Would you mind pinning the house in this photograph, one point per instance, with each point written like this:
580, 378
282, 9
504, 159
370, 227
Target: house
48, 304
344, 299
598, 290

Task prompt
Word for word and line for line, give the material again.

Solved problem
Would you mind pinning the house in this photograph, one point per instance, with each point written like this:
580, 378
282, 9
504, 159
370, 227
Target: house
48, 304
344, 299
598, 290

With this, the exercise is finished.